[Selected extract start]

The autumn term in year six is all about studying an ancient civilisation, getting to know how they lived and looking at the progress they made in terms of technology, discoveries and inventions whilst comparing and contrasting to the ‘here and now’. The Ancient Greeks are, of course, particularly interesting and significant – their impact on modern civilisation is still felt now and the children love finding out what this looks like!

Year six start by looking closely at artefacts recovered from the time of the Ancient Greeks: vases, pots, pictures, ruins; all kinds of primary evidence that can tell us about them. Children loved making inferences about the Greek lifestyles as we adopt the role of an archaeologist or historian!

Moving on, our children looked closely at how Ancient Greece was organised into city states and how each state had its own set of rules and leaders. With a little help from Horrible Histories, we decided where we would prefer to live and why!

[Selected extract end]

◆ Requests ◆
1: Do these statements agree with the year six Ancient Greeks piece? For each, answer yes or no and quote the words that decide it. (a) The civilisation is studied in the spring term. (b) The children examined vases and pots. (c) Each city state had its own rules and leaders.
2: Can you carry on the year six Ancient Greeks piece from its final sentence?

[Raw records start]

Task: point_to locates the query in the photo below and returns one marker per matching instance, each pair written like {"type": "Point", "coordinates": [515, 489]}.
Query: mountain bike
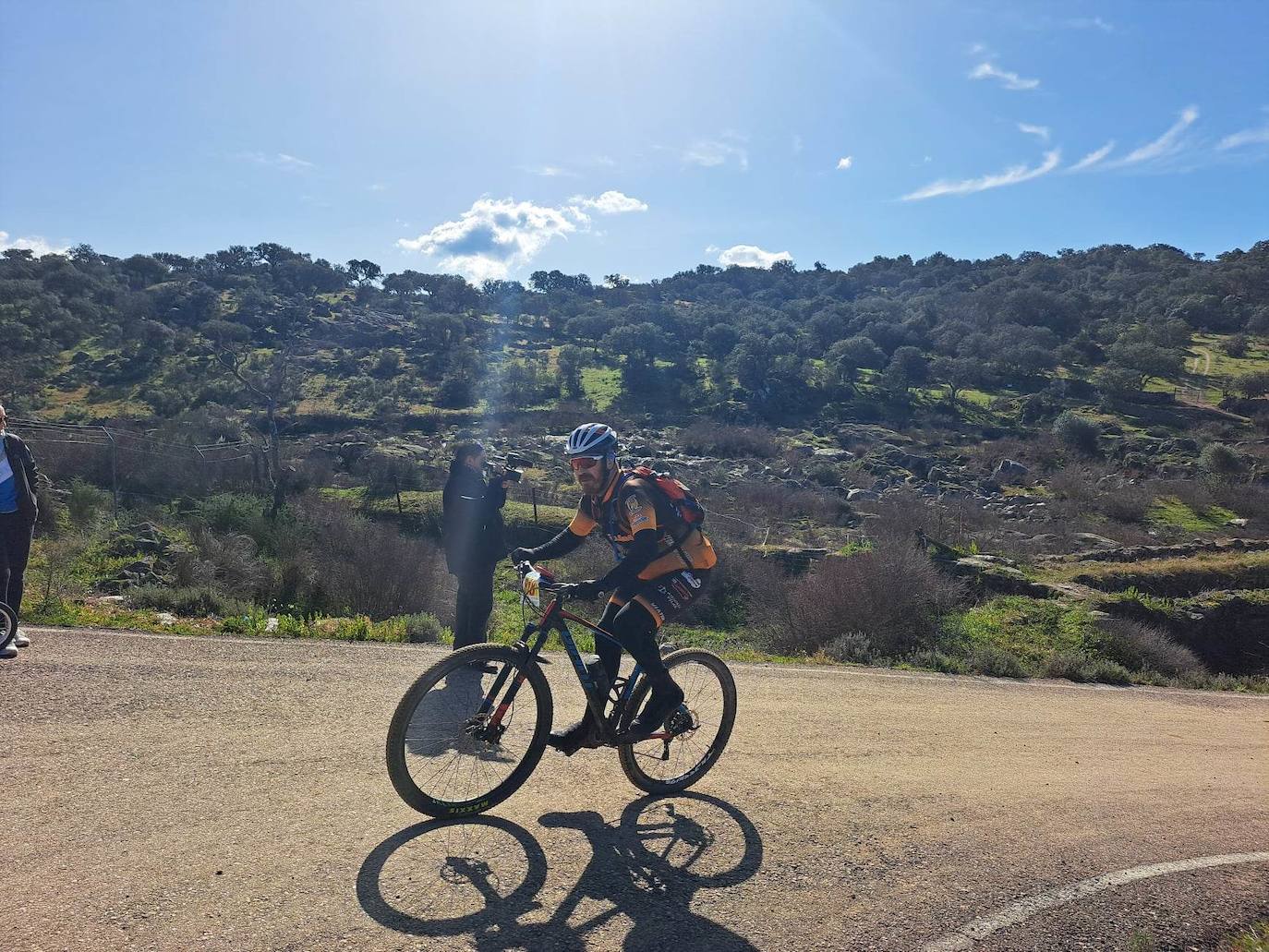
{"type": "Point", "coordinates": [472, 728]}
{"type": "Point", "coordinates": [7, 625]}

[Raw records end]
[Raw records start]

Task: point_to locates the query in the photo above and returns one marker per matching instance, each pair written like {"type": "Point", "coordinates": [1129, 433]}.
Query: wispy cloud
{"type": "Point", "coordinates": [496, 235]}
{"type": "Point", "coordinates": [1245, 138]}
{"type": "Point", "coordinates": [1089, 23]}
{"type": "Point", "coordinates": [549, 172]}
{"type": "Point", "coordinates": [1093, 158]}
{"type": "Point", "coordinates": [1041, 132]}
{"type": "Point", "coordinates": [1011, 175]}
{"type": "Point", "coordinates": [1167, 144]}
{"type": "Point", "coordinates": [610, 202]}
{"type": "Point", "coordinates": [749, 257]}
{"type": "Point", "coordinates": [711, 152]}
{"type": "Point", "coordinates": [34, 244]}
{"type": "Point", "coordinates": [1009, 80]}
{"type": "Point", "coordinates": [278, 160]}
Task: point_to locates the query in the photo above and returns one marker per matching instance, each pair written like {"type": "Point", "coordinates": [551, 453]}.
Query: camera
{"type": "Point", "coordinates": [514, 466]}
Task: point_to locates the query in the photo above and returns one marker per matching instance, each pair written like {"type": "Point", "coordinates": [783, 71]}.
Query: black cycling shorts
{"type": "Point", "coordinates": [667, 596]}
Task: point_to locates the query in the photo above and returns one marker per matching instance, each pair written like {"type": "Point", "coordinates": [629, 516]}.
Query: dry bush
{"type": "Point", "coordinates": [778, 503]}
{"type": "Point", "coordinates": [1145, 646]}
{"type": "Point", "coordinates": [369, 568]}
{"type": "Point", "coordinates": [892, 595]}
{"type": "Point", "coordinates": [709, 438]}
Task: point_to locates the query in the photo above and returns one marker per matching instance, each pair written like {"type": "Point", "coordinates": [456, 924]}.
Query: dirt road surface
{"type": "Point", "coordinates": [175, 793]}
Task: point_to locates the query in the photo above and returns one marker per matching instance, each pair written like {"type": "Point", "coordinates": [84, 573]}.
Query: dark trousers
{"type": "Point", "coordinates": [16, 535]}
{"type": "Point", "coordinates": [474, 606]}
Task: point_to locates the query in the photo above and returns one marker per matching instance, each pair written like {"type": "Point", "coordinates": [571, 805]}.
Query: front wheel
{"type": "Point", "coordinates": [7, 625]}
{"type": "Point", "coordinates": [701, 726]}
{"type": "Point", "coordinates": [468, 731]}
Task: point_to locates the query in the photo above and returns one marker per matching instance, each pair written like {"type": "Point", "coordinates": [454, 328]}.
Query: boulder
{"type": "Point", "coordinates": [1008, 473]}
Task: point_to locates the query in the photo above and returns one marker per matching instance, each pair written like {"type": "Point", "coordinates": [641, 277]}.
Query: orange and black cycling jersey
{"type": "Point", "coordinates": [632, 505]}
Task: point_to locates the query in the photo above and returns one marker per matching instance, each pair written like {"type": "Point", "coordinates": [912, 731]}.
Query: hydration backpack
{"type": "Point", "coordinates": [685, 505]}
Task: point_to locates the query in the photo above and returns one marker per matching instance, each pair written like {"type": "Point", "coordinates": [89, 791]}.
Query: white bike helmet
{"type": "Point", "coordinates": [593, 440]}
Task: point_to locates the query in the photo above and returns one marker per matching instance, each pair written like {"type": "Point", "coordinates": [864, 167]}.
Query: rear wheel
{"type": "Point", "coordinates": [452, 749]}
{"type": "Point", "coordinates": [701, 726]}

[Raw records end]
[Raw records start]

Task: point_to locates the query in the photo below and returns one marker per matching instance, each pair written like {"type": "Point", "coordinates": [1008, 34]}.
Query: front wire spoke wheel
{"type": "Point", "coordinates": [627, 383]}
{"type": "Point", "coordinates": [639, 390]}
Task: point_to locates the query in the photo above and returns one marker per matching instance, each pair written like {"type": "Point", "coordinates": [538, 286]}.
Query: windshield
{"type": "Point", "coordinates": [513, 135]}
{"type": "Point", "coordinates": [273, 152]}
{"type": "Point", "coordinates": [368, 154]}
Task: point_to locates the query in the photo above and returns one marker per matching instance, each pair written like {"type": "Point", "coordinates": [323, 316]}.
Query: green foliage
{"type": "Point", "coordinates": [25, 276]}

[Raw records end]

◆ Answers for the exercise ◆
1:
(a) No: "The autumn term in year six is all about studying an ancient civilisation"
(b) Yes: "vases, pots, pictures, ruins"
(c) Yes: "each state had its own set of rules and leaders"

2:
We have looked into the religious beliefs of this ancient civilisation too. Year six looked into their gods and goddesses, the significance of Mount Olympus, how they worshipped and why and perhaps most interestingly, the way in which they believed the gods were responsible for looking after every aspect of their lives. If the Gods weren’t happy, the people wouldn’t be happy or successful. For example, the harvest would depend on the gods, the result of a battle or how beautiful you were!

Year six have also been quite creative, showing off their skills using clay by making some masks to go alongside their learning on Greek entertainment.

We have looked at the findings and achievements of Aristotle, the pioneering scientist (among other things) and emulated his work by sorting and classifying plants and animals by their characteristics.

Year six have very much enjoyed their time with the Ancient Greeks. Next, it’s on to World War Two!